> _Data_:
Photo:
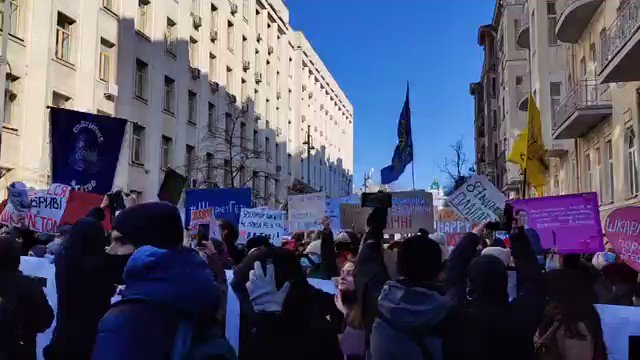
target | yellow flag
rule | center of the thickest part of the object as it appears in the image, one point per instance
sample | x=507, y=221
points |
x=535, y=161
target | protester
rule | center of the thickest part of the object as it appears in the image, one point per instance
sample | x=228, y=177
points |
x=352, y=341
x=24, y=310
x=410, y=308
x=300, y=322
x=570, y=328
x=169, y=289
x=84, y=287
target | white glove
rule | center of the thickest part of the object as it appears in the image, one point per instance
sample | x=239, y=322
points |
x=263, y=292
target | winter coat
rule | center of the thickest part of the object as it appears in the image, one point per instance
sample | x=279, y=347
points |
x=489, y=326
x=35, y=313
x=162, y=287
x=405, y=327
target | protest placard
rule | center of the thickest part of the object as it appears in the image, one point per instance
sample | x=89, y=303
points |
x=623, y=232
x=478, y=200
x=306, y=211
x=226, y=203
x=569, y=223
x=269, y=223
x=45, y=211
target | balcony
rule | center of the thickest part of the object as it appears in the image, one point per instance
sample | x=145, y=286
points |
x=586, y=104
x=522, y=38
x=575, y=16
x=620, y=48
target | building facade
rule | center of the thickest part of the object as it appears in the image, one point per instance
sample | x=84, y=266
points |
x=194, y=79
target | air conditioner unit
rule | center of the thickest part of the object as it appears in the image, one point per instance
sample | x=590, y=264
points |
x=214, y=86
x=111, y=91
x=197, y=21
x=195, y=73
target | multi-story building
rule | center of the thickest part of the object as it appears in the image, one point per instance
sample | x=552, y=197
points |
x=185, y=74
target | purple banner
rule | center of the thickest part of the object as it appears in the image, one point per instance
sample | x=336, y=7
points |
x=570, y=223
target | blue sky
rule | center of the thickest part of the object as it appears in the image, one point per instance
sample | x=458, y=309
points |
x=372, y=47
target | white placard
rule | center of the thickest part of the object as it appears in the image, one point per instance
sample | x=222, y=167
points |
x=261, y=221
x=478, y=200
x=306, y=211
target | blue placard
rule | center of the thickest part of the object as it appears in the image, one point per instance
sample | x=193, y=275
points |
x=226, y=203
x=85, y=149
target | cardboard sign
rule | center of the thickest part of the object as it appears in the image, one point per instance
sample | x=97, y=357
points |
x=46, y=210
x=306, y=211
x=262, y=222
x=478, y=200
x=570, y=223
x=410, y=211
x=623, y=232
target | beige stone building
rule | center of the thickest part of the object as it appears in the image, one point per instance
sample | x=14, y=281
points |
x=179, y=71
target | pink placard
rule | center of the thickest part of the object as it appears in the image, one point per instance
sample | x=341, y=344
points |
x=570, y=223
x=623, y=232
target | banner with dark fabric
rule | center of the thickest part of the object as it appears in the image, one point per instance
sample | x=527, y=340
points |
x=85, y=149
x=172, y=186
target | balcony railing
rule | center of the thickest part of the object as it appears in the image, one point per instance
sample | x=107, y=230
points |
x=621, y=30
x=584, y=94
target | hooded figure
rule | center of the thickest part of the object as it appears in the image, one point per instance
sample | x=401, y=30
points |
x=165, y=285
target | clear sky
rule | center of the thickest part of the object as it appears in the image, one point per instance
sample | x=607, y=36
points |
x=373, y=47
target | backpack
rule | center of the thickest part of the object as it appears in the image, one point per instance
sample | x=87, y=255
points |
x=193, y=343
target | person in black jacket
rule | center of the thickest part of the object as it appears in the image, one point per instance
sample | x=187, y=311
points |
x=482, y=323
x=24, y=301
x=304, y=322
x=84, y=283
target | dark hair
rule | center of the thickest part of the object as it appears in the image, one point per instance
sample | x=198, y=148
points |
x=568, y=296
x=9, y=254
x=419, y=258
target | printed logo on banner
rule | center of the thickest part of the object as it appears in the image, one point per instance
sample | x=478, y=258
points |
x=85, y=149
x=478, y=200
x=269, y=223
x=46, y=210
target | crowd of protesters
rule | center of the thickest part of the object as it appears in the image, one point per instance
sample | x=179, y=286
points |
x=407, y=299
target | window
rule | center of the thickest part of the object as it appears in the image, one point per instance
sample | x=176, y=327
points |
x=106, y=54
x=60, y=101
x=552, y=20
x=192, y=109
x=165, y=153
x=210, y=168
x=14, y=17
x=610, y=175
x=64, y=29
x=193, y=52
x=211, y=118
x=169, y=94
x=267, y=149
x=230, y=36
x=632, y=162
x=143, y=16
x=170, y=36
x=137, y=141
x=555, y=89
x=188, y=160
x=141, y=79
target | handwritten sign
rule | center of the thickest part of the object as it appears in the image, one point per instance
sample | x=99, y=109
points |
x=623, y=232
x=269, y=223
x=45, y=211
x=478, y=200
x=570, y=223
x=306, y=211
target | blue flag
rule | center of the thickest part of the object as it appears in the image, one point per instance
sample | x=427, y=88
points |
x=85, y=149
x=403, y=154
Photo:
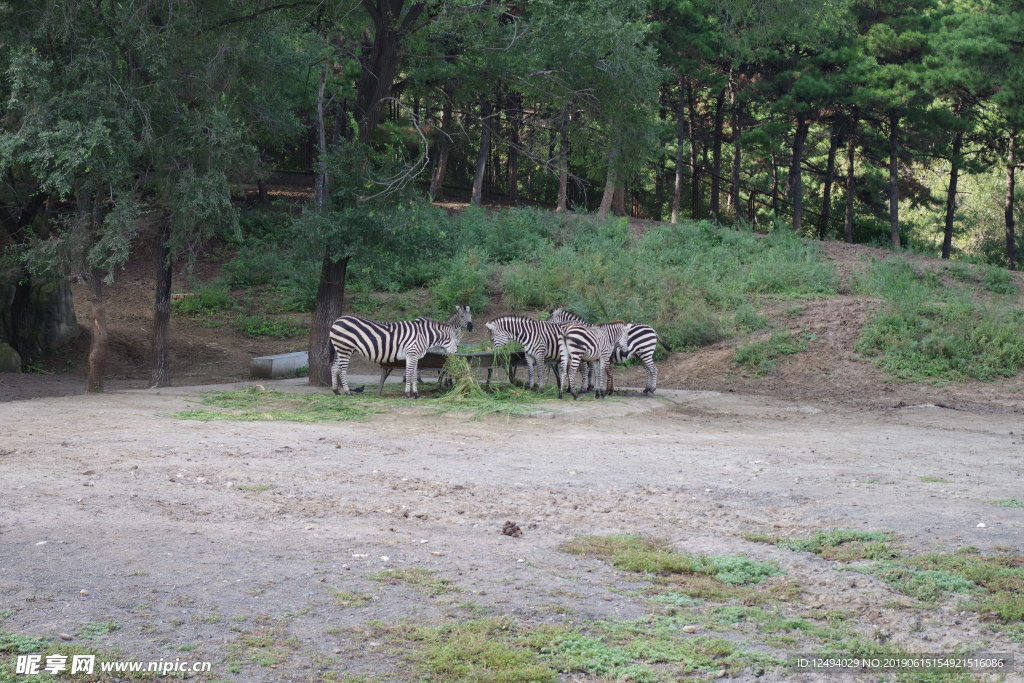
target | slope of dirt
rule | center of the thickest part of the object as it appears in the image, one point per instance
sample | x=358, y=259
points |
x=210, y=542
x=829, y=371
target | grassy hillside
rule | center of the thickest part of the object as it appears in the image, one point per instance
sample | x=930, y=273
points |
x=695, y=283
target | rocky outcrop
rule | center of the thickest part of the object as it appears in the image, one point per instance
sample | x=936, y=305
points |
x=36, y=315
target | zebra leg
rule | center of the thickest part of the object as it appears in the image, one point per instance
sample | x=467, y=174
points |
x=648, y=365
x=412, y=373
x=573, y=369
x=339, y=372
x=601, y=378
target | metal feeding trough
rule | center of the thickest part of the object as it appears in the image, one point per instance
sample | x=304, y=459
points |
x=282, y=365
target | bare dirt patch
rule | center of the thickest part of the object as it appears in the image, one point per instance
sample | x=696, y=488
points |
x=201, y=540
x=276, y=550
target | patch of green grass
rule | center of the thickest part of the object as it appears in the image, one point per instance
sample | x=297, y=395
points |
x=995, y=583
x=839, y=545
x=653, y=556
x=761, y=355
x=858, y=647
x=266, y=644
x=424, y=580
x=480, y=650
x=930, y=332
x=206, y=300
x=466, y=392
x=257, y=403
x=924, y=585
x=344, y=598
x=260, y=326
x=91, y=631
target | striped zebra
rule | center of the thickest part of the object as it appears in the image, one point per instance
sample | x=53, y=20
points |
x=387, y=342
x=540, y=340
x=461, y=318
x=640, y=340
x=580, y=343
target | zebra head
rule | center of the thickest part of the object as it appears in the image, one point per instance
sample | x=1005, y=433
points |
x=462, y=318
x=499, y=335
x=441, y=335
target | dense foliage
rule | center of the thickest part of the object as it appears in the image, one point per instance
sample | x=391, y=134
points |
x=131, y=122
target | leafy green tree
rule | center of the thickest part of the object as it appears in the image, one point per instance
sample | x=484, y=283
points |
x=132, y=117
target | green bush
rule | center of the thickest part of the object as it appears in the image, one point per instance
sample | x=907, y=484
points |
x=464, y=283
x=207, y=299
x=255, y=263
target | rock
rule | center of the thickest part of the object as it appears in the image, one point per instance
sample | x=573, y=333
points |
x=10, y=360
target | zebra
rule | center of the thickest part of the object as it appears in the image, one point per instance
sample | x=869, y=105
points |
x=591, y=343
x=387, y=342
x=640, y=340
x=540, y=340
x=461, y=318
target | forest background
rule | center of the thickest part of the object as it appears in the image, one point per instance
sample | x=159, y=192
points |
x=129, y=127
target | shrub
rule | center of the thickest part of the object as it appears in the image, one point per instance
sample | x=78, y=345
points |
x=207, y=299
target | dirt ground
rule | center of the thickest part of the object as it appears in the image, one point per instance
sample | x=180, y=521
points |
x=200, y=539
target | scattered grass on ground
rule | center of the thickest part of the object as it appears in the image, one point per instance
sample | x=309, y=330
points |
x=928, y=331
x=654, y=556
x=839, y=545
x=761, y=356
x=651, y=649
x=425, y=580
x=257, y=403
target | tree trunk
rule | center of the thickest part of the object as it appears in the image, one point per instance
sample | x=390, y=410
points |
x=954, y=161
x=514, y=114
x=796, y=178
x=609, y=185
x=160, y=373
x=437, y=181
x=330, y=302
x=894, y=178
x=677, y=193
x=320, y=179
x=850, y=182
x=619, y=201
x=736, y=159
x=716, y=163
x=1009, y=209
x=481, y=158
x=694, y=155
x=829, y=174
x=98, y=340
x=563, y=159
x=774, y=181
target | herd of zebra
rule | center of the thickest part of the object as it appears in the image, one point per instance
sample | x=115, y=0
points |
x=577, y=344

> _What you need to do_:
Exactly one number is wanted in reply: the count of lines above that hold the string "blue".

> _Solution to this exercise_:
3